==== AVAILABLE DATA ====
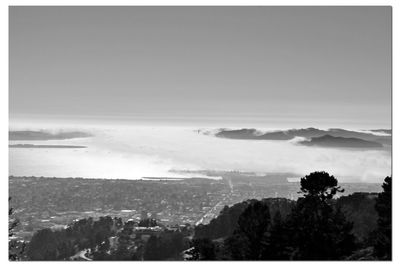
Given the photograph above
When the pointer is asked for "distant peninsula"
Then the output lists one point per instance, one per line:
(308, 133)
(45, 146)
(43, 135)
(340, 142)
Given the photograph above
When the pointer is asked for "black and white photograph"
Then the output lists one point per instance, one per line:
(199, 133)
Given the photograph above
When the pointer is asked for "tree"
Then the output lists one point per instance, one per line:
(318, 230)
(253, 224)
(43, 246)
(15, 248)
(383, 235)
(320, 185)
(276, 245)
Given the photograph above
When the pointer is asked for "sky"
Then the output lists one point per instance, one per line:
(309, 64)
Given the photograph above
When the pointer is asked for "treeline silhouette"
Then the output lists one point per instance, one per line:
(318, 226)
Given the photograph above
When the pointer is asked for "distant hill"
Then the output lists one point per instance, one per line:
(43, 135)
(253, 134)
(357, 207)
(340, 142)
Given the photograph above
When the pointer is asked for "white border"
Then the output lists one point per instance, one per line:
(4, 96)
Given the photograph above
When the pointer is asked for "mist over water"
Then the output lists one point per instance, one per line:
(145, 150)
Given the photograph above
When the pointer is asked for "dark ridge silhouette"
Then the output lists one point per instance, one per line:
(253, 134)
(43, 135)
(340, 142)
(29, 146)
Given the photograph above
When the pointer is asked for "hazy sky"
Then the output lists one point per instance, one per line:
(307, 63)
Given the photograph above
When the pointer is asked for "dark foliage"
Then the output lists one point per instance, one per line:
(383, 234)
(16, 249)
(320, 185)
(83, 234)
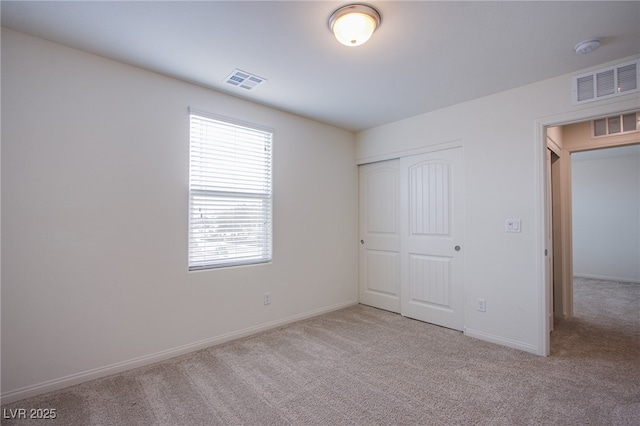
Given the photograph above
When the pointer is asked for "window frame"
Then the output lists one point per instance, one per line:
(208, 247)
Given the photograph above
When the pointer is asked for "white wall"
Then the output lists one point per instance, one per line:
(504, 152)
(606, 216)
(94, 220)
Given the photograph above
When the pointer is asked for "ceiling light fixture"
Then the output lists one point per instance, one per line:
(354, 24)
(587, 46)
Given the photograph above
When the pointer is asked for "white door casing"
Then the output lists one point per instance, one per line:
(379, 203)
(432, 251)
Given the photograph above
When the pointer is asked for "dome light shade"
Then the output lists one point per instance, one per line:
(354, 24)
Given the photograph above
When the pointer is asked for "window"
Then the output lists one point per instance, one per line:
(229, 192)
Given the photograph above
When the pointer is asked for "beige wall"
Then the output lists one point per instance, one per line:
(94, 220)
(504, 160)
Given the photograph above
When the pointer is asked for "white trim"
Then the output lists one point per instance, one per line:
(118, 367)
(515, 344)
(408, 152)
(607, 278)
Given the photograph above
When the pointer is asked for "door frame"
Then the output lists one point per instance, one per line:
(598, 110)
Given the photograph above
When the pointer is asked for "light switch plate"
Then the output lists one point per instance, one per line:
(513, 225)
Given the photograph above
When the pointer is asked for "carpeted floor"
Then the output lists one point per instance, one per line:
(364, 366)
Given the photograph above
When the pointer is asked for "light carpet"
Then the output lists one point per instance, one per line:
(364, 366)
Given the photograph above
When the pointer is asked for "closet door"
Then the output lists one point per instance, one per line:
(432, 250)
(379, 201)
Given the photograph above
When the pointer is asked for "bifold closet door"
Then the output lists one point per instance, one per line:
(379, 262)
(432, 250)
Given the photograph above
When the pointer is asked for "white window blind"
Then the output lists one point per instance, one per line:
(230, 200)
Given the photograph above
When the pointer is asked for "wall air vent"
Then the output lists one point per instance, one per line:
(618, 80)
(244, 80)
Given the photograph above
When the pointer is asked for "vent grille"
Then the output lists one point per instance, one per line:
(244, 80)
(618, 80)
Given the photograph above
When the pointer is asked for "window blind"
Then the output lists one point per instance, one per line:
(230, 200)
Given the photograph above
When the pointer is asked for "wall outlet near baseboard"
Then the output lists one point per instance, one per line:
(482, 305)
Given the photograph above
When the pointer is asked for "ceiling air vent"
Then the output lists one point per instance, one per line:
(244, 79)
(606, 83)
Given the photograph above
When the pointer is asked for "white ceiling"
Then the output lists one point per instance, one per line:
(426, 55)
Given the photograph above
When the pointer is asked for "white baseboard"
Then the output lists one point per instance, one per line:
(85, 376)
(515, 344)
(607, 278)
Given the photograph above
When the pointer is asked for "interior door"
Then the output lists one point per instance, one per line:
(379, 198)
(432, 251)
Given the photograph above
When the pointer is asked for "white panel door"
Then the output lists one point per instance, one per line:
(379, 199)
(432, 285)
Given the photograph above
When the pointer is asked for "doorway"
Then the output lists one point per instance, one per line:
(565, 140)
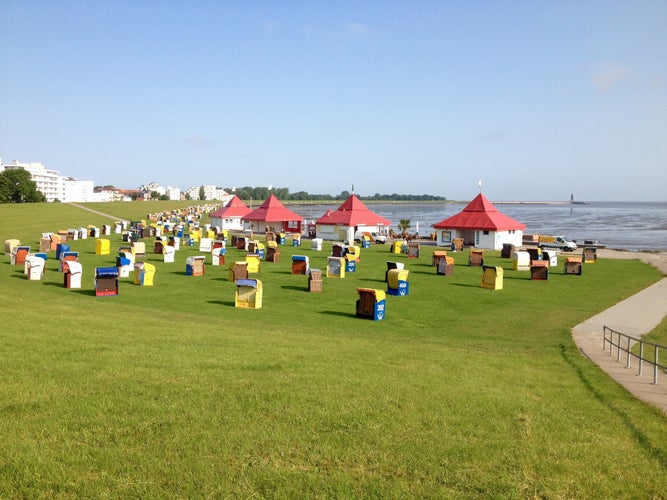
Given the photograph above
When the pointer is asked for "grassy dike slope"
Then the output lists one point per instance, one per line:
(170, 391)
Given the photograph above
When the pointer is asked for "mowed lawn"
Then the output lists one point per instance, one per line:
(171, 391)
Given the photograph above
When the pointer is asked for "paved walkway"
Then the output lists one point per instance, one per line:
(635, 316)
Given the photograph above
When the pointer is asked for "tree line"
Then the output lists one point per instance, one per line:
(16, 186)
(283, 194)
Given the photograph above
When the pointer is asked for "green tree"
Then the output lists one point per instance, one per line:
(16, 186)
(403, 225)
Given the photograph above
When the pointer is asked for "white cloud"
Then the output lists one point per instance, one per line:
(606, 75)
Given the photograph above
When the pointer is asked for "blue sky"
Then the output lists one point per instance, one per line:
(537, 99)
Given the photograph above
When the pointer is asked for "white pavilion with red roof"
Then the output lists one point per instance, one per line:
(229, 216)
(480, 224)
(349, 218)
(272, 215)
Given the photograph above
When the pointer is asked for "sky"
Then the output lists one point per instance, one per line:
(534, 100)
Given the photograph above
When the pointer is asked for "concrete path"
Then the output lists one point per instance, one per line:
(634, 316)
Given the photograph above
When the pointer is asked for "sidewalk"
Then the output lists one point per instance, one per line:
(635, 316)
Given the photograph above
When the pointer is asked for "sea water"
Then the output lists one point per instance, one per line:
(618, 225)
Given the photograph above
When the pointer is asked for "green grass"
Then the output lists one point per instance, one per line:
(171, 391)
====
TASK DIRECTIONS » Looking at the data above, work out how many lines contain "light" and answer with the figure only.

SOLUTION FOR THIS EXERCISE » 4